[[ MATERIAL FOR THE TASK open ]]
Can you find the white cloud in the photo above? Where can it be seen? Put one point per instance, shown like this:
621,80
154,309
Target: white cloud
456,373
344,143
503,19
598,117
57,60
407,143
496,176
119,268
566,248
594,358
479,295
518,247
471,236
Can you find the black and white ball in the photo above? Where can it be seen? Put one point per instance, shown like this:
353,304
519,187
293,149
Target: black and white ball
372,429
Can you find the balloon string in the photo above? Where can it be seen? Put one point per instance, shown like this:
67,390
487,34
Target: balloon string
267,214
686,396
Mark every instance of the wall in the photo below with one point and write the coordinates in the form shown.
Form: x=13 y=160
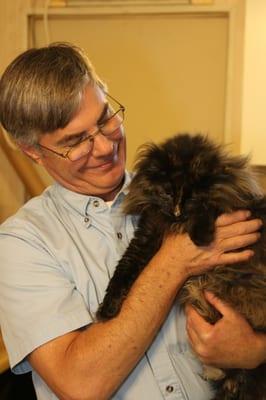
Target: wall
x=253 y=135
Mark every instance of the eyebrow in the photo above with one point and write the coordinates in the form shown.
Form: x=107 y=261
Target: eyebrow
x=65 y=140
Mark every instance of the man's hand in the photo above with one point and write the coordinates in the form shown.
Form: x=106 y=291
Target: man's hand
x=230 y=343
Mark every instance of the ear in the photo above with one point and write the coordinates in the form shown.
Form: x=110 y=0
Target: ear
x=32 y=152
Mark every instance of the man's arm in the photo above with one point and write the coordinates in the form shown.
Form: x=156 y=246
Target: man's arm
x=227 y=343
x=92 y=363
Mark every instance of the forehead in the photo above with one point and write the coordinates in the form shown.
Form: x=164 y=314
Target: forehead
x=91 y=107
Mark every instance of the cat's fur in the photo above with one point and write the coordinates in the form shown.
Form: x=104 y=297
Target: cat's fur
x=182 y=185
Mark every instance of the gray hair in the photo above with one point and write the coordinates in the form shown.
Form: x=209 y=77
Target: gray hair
x=41 y=90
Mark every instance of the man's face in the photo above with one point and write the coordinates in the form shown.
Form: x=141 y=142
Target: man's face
x=100 y=172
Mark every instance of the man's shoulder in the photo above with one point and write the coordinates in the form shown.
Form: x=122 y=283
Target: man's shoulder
x=33 y=213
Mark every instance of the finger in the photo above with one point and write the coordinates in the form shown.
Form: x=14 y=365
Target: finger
x=228 y=219
x=233 y=257
x=239 y=242
x=240 y=228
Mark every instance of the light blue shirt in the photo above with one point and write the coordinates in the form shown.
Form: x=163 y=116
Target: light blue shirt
x=57 y=255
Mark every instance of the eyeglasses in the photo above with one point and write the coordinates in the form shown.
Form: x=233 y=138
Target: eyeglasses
x=108 y=128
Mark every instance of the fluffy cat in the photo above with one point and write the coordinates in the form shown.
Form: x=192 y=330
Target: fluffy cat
x=183 y=185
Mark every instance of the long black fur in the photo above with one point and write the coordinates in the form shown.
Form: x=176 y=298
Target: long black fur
x=183 y=185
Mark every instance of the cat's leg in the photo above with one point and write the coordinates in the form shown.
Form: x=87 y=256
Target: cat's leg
x=142 y=247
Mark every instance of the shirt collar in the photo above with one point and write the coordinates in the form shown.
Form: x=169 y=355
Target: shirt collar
x=79 y=202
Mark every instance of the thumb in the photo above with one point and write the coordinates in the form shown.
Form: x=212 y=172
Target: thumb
x=217 y=303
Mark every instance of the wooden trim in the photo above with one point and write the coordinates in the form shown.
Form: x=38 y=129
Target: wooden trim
x=4 y=363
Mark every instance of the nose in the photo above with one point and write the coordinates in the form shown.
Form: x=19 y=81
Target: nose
x=102 y=146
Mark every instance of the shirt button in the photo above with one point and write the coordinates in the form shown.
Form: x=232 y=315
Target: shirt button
x=96 y=203
x=169 y=388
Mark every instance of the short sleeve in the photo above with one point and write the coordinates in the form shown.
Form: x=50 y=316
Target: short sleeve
x=38 y=301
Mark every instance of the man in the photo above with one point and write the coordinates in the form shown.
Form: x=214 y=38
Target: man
x=58 y=252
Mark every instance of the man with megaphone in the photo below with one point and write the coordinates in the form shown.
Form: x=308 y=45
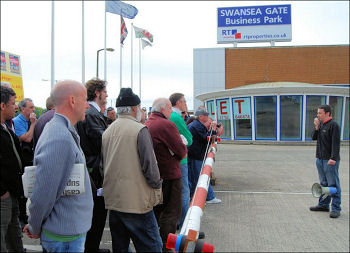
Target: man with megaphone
x=327 y=134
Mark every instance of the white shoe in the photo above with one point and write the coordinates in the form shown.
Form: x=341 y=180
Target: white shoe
x=214 y=201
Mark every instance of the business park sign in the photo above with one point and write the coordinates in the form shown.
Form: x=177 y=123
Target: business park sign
x=254 y=24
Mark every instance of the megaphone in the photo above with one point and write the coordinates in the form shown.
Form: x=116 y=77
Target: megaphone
x=317 y=191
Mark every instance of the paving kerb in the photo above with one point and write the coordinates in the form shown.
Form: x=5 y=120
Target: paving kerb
x=265 y=192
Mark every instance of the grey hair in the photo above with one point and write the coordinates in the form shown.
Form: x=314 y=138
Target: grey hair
x=5 y=84
x=124 y=110
x=159 y=104
x=23 y=103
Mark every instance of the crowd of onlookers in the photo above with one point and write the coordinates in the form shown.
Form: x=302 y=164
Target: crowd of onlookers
x=142 y=168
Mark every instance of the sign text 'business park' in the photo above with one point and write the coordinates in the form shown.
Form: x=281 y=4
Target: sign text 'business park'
x=254 y=24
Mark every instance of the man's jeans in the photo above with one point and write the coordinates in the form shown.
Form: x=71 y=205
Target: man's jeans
x=141 y=228
x=194 y=169
x=55 y=246
x=11 y=234
x=185 y=193
x=328 y=175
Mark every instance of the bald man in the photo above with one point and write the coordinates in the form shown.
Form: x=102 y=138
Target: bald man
x=169 y=150
x=61 y=221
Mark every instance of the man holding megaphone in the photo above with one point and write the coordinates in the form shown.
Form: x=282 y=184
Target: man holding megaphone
x=327 y=134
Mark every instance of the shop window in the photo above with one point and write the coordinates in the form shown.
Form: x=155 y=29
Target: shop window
x=242 y=118
x=291 y=117
x=312 y=104
x=336 y=104
x=265 y=117
x=224 y=116
x=346 y=122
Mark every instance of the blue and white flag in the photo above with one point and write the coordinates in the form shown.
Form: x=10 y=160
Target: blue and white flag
x=122 y=9
x=123 y=30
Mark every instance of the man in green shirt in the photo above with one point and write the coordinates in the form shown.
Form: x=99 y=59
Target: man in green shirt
x=178 y=103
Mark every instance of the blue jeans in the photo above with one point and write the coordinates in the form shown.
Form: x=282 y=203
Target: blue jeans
x=141 y=228
x=328 y=175
x=11 y=232
x=194 y=170
x=185 y=193
x=55 y=246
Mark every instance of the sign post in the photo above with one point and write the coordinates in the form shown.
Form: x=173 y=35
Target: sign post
x=268 y=23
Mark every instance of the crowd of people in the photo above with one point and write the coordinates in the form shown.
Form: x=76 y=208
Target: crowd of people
x=142 y=168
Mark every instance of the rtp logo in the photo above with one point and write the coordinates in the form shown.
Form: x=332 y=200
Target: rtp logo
x=231 y=32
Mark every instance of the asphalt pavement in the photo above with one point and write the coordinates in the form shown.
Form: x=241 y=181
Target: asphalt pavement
x=266 y=195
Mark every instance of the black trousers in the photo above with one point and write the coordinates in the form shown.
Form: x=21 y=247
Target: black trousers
x=94 y=235
x=168 y=213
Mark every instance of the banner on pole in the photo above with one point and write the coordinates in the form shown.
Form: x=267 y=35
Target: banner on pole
x=122 y=9
x=143 y=33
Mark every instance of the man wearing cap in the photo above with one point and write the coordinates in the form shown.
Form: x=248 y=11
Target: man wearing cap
x=196 y=152
x=170 y=150
x=132 y=185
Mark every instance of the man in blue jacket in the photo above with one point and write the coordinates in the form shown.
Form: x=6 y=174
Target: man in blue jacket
x=196 y=152
x=61 y=221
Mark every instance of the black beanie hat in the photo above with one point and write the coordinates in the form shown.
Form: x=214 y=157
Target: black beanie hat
x=127 y=98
[[ MATERIAL FOR THE TASK closed ]]
▶ **EXERCISE DIRECTIONS**: A single figure is required: the number of lines in the entries above that include the word "this".

▶ **REPLY**: 3